======== MATERIAL FOR THIS EXERCISE

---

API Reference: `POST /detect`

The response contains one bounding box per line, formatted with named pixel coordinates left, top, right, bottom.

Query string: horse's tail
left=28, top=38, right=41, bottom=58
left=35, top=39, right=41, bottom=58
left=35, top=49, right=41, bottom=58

================

• EXERCISE INSTRUCTIONS: Transcribe the entries above, every line exactly as it reads.

• RESULT OF THE EXERCISE:
---

API Reference: `POST /detect`

The response contains one bounding box per line, formatted with named pixel coordinates left, top, right, bottom.

Query string: horse's tail
left=28, top=38, right=41, bottom=58
left=35, top=39, right=41, bottom=58
left=35, top=49, right=41, bottom=58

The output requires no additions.